**What to produce**. Please pull out every line of the records that contains the word "blazer", taking case into account.

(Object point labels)
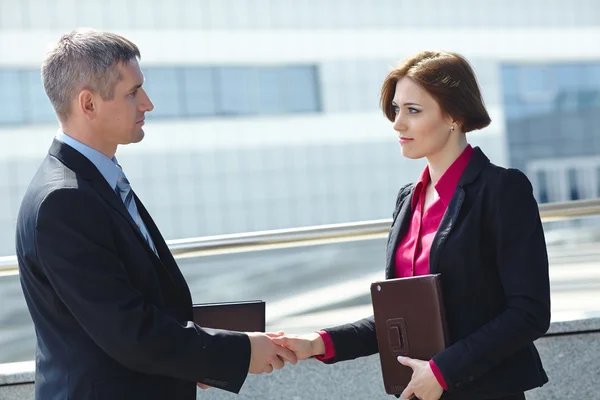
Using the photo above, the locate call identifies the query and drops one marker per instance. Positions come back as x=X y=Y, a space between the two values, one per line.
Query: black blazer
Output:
x=491 y=253
x=112 y=319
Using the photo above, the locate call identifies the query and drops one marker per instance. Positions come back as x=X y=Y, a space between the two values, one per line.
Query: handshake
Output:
x=270 y=351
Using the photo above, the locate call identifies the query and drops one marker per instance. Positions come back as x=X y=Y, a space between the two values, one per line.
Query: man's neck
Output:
x=90 y=139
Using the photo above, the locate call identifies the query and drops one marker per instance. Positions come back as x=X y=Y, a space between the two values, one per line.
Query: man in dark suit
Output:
x=111 y=308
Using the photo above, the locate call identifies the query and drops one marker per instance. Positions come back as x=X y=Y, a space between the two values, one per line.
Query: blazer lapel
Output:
x=165 y=256
x=446 y=225
x=86 y=169
x=477 y=162
x=399 y=228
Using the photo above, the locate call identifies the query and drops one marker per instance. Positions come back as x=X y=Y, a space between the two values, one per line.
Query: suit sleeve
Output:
x=78 y=256
x=522 y=262
x=359 y=339
x=350 y=341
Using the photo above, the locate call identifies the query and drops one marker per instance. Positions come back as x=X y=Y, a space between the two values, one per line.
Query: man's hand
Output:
x=304 y=346
x=423 y=383
x=266 y=355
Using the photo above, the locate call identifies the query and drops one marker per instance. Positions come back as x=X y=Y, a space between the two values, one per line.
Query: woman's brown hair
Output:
x=449 y=79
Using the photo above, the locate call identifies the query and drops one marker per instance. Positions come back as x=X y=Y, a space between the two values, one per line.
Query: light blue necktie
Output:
x=123 y=189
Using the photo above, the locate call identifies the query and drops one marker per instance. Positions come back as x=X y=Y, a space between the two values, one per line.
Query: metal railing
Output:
x=315 y=235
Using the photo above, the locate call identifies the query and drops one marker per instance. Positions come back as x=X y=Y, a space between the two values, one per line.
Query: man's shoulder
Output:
x=55 y=183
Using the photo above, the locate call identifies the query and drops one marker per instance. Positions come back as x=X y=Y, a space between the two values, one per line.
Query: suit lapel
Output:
x=86 y=169
x=399 y=228
x=78 y=163
x=443 y=231
x=165 y=255
x=477 y=163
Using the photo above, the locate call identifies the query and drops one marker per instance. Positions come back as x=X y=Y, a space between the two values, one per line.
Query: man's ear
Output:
x=86 y=103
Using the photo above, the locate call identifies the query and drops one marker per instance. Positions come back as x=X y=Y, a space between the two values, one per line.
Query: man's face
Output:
x=121 y=119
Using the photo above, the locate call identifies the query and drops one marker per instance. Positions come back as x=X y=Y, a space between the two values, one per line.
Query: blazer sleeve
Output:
x=350 y=341
x=78 y=256
x=522 y=261
x=359 y=339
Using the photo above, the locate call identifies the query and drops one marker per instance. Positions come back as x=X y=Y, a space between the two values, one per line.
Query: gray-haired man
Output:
x=111 y=308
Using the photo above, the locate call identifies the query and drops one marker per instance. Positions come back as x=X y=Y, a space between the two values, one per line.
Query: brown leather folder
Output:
x=241 y=316
x=410 y=321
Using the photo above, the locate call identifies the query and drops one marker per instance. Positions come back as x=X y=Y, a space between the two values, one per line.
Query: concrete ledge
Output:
x=569 y=353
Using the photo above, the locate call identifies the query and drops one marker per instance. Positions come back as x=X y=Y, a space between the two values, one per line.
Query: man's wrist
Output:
x=317 y=344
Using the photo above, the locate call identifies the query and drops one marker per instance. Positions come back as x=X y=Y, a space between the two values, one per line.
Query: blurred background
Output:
x=267 y=117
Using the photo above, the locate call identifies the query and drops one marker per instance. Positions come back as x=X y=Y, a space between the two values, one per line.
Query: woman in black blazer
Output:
x=487 y=243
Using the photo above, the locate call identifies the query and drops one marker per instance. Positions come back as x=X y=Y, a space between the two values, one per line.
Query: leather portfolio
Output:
x=241 y=316
x=410 y=321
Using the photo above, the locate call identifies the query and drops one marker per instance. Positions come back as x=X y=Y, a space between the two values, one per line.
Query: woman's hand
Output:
x=305 y=346
x=423 y=383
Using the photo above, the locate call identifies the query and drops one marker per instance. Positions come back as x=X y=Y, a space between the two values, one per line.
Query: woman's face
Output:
x=422 y=127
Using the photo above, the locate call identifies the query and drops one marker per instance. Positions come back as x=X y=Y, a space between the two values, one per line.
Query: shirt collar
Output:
x=108 y=167
x=446 y=186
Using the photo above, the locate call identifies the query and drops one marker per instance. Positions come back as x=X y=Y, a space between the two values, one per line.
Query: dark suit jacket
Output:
x=491 y=253
x=112 y=319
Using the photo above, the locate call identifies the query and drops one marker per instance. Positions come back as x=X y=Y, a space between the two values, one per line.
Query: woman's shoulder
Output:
x=500 y=178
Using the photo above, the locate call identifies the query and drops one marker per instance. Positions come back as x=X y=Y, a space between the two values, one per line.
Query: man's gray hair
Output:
x=84 y=59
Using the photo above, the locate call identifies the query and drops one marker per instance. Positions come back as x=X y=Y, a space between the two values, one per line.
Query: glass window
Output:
x=542 y=186
x=11 y=97
x=573 y=186
x=591 y=75
x=568 y=76
x=589 y=99
x=567 y=100
x=238 y=90
x=39 y=108
x=537 y=83
x=199 y=91
x=510 y=81
x=270 y=90
x=300 y=86
x=163 y=85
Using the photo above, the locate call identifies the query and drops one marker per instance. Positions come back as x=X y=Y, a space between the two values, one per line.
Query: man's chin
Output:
x=138 y=136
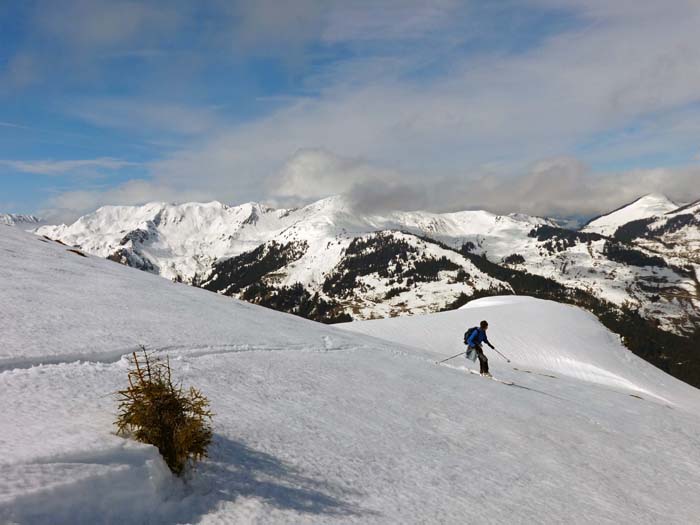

**The completed task**.
Query: black blazer
Query: blazer lapel
Query: blazer sleeve
Query: woman in black blazer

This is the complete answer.